What is expected:
Which lines in the data below contain the word "negative"? Return each of them.
- - - - -
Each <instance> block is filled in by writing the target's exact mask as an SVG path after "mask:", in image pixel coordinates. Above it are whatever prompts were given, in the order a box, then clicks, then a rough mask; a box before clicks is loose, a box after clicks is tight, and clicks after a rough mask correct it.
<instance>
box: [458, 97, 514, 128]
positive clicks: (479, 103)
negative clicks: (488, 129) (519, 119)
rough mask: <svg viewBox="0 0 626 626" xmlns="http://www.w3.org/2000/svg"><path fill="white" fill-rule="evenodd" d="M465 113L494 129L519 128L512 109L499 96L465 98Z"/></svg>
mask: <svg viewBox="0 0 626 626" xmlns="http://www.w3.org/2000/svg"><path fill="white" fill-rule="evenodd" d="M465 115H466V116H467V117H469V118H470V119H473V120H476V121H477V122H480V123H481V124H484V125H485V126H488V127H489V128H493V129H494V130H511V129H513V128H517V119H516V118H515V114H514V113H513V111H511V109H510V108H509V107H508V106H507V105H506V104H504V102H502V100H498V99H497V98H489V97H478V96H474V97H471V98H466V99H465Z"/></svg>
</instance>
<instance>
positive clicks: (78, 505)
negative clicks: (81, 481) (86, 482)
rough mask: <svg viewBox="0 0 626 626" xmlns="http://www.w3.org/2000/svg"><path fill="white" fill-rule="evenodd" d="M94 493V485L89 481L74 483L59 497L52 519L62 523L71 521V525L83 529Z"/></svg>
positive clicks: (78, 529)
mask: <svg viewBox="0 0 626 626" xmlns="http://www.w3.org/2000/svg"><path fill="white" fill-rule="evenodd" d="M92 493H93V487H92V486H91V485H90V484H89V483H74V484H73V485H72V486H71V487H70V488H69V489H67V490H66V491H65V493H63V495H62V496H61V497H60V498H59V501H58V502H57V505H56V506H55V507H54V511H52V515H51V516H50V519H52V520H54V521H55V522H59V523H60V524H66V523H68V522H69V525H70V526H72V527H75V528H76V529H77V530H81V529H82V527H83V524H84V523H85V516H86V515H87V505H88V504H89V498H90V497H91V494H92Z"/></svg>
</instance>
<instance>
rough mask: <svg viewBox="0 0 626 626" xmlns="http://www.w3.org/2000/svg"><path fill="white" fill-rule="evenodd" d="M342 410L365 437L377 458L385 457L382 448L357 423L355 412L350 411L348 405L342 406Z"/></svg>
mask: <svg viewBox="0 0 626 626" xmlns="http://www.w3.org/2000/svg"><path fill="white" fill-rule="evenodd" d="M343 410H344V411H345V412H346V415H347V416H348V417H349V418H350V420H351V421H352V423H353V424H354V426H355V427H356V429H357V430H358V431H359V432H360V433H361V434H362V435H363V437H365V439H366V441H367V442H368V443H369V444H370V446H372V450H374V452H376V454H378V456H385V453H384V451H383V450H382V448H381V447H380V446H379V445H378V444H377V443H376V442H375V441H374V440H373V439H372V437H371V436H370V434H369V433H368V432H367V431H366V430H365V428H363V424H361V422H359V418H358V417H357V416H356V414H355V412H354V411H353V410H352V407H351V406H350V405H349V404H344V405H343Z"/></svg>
- - - - -
Exercise solution:
negative clicks: (488, 129) (519, 119)
negative clicks: (81, 481) (86, 482)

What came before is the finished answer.